[Stored data entries]
=-=-=

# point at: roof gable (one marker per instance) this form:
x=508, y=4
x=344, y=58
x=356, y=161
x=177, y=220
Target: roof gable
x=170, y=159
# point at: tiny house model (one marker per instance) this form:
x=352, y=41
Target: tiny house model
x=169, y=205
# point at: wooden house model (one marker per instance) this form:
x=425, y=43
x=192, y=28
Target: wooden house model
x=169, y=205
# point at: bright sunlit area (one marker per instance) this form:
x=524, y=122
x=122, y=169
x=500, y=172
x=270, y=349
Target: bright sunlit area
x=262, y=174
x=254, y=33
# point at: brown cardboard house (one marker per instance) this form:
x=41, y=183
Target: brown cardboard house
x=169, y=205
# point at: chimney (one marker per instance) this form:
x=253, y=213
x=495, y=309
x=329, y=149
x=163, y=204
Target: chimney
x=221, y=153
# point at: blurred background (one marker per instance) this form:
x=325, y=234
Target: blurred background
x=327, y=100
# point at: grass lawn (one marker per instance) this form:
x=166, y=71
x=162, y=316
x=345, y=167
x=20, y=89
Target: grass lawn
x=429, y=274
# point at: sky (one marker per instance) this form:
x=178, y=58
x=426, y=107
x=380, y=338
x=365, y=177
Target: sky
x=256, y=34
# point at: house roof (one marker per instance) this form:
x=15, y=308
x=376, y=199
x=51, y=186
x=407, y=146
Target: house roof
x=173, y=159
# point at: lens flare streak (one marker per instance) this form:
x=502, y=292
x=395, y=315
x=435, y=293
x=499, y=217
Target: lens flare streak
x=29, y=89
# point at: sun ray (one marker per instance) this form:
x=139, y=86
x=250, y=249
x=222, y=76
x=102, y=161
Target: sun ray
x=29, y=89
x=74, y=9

=-=-=

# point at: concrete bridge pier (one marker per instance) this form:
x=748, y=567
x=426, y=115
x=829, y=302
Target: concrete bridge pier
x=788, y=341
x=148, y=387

=-=-=

- **TRY IT**
Which lines above run from the one containing "x=166, y=71" down to the one containing "x=102, y=161"? Repeat exactly those, both ends included, and nothing else.

- **FINISHED TASK**
x=166, y=71
x=162, y=316
x=345, y=167
x=20, y=89
Target: grass lawn
x=429, y=274
# point at: sky (one marker per instance) this form:
x=178, y=58
x=426, y=107
x=380, y=338
x=365, y=177
Target: sky
x=256, y=34
# point at: house roof (one marker per instance) this form:
x=15, y=308
x=376, y=199
x=51, y=186
x=407, y=146
Target: house roof
x=173, y=159
# point at: lens flare streak (one marker per instance) this form:
x=502, y=292
x=395, y=315
x=435, y=293
x=499, y=217
Target: lens flare streak
x=29, y=89
# point at: sun ray (one marker per instance) this form:
x=139, y=86
x=250, y=249
x=222, y=76
x=102, y=161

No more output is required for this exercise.